TASK INSTRUCTIONS: Can you echo the passage of the Cloud+ security article between "An Access Control" and "block the connection.", inclusive, word for word?

DOCUMENT EXTRACT:
------------

Digging into the Security domain of CompTIA's Cloud+
Posted on
April 25, 2016
Security is an important element of cloud computing.

In the past few months, we looked at the first four of the seven domains that are on the CompTIA Cloud+ certification exam (number CV0-001). This month, the focus turns to the fifth domain — Security — and the five topic areas that comprise it on this entry-level exam:

  • Explain network security concepts, tools, and best practices
  • Explain storage security concepts, methods, and best practices
  • Compare and contrast different encryption technologies and methods
  • Identify access control methods
  • Implement guest and host hardening techniques

Security is a big topic with CompTIA: They have two exams on the topic and there is usually a domain on it associated within the other exams they offer. Here, it is weighted the third highest of any domain, the topic areas combining for a total of 16 percent of the exam questions.

It is important to note that since this is considered an entry-level certification, there is a heavy focus on the exam on definitions and knowledge as opposed to actual implementation steps.

The following sections walk through and examine each of the five topic areas on the exam in the order in which they appear in the objectives.

Network Security Concepts

An Access Control List (ACL) works much like a guest list. It is used to limit which users or system processes have access and what permissions they should/will have once that access is gained.

At the end of every ACL, there exists a condition known as implicit deny which means that if the permission/access has not otherwise been granted up to this point, then it is denied. Firewalls use similar technology and generally offer only three options:

  • Block the connection
  • Allow the connection
  • Allow the connection only if it is secured

The default, if no other condition is met is to block the connection.

Virtual Private Networks (VPNs) use the Internet to extend the private network. The VPN channel, even though running across the network, for all practical purposes appears to be a dedicated channel. Three main areas of interest an administrator must pay attention to with a VPN are: security, management policies, and functionality.

An Intrusion Detection System (IDS) is used to monitor network access. These are often used in conjunction with a firewall (hardware and/or software) and placed inside the firewall to monitor for intruders. It monitors packets and, upon finding a problem, sends a notification.

An Intrusion Prevention System (IPS) is an extension of an IDS that monitors packets and, upon finding a problem, rejects the packet. Because of the differences between the response of the two, an IDS is often called passive while an IPS is active.

In installation where the two are used together, the IPS is often outside the firewall (rejecting questionable packets from even getting to it) and the IDS is inside looking for anything that sneaked through.

A Demilitarized Zone (DMZ) can be created separate from the intranet/LAN and usually consists of the servers that the outside world sees and interacts with. Often this is the web servers, but it can also be mail servers, FTP servers, and so on. While there can technically be a minor difference between this and a "Perimeter Network," the two are used as synonyms today.

Logs are created by many services based on plethora of events. Know that the data is of no good unless it is analyzed and acted upon. A significant responsibility for administrators is examining and understanding the logs. False positives (Type I errors) and false negatives (Type II errors) greatly hinder the tasks and/or can lead to a false sense of security.

------------

Stored records:
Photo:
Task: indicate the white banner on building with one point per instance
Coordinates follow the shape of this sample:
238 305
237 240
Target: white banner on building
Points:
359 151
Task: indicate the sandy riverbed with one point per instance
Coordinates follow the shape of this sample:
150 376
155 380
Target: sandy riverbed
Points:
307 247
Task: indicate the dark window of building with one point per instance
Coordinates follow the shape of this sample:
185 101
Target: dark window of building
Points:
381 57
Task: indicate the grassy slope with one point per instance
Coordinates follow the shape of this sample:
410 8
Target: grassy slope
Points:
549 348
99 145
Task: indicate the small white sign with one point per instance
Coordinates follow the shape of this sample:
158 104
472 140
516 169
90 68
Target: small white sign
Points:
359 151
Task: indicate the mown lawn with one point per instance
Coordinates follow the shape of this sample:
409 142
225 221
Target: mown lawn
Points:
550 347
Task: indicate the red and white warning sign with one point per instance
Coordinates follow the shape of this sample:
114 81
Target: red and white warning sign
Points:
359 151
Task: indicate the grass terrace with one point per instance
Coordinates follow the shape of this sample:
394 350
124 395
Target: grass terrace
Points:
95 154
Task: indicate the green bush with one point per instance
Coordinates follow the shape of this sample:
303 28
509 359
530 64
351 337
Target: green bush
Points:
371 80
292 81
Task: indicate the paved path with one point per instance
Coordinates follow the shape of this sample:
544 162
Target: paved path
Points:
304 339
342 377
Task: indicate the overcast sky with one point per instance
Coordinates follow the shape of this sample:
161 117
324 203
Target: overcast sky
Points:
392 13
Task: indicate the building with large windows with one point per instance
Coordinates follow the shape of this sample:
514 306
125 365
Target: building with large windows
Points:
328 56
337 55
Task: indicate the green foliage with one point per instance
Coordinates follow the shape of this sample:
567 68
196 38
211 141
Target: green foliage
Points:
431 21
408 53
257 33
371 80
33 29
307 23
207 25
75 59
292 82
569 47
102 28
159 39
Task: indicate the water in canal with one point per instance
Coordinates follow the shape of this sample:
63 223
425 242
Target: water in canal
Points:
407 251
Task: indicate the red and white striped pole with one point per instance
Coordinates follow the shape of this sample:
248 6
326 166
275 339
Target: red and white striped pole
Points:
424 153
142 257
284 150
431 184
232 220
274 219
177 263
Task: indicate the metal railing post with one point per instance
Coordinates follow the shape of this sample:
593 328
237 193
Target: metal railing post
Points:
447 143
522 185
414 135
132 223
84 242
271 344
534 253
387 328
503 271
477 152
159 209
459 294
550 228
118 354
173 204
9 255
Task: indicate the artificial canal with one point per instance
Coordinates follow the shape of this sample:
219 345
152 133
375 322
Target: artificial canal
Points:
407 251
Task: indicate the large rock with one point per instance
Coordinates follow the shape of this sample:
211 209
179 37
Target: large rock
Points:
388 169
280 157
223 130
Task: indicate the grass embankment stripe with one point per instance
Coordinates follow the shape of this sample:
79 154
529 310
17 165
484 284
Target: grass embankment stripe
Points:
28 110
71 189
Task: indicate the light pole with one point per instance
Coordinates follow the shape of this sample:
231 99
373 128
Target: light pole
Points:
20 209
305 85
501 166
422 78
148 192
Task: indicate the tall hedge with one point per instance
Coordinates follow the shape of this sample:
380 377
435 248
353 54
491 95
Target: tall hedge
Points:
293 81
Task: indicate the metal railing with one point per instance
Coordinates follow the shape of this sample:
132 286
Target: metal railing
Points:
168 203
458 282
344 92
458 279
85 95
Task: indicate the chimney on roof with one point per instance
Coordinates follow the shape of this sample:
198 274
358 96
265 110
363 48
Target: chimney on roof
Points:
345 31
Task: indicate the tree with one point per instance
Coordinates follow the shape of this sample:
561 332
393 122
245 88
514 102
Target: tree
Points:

------------

CORRECT OUTPUT:
An Access Control List (ACL) works much like a guest list. It is used to limit which users or system processes have access and what permissions they should/will have once that access is gained.

At the end of every ACL, there exists a condition known as implicit deny which means that if the permission/access has not otherwise been granted up to this point, then it is denied. Firewalls use similar technology and generally offer only three options:

  • Block the connection
  • Allow the connection
  • Allow the connection only if it is secured

The default, if no other condition is met is to block the connection.